* **WRITTEN PROBLEM**:
Starting at the line that has "Expected: the pointer indicates a point on the dark" and going to the end of the records, write those lines out again with "pointer" swapped for "marker" and everything else left the same.
_ _ _ _
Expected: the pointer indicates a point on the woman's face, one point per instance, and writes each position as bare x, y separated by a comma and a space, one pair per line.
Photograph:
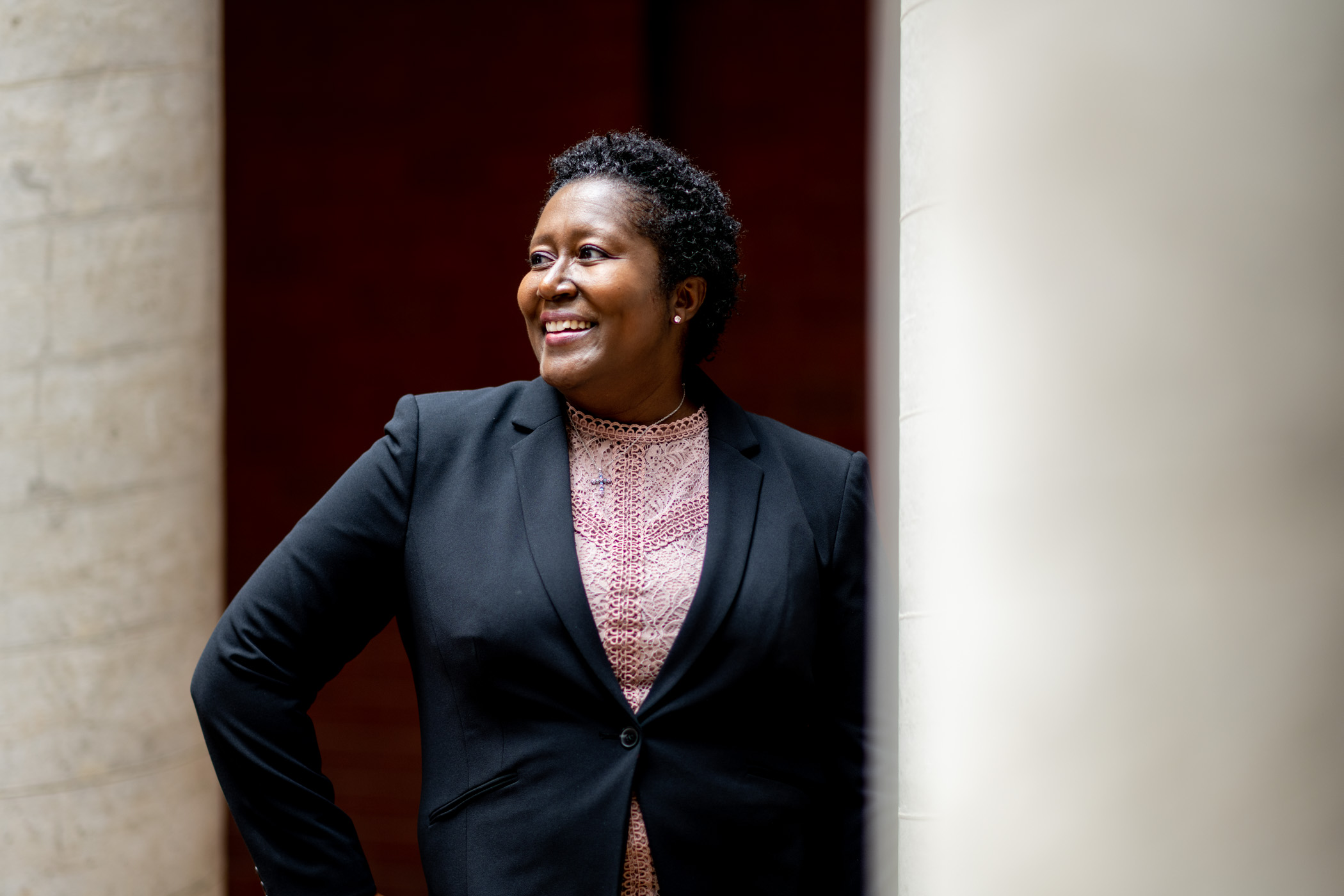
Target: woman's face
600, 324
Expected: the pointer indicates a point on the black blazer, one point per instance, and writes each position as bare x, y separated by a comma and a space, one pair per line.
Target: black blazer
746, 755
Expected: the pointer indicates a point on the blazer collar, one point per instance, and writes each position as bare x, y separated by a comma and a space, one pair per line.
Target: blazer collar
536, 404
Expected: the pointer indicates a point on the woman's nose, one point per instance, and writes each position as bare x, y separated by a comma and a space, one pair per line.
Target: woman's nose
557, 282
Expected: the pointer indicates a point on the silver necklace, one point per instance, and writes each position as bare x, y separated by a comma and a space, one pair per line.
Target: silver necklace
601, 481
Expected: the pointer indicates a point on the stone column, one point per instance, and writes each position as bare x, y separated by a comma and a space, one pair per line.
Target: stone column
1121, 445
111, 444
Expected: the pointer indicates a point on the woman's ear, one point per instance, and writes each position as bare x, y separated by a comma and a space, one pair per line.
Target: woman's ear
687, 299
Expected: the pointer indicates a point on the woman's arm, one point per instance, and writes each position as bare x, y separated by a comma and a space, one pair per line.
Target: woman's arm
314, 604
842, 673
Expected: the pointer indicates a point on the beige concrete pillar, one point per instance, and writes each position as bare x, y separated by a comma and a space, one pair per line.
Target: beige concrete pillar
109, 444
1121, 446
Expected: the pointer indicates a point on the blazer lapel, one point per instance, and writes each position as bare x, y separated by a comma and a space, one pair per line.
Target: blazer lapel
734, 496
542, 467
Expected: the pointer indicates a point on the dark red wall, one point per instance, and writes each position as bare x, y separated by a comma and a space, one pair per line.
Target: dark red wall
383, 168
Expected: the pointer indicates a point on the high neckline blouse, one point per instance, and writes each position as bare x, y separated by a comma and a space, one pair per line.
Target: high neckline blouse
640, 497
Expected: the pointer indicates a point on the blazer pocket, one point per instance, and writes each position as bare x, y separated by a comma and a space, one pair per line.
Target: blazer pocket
_ _ _ _
* **COMPLETED EXERCISE**:
Expected: the marker indicates a point on the dark red wall, one point per instance, and writes each position as bare x, y separated by a comma and a space, one pair per line.
Target: dark red wall
383, 168
Expected: the marker indicates a point on the high neckline blouse, one point per instance, and writes each position as bare x, y separated by a comma and a space, one pair per line.
Target: high neckline blouse
640, 497
Expected: the marker indicates a point on the blazer pocket, one point per instance, and writes each position as bare x, y separated by a comma and a space, one pair per line.
Target: blazer pocket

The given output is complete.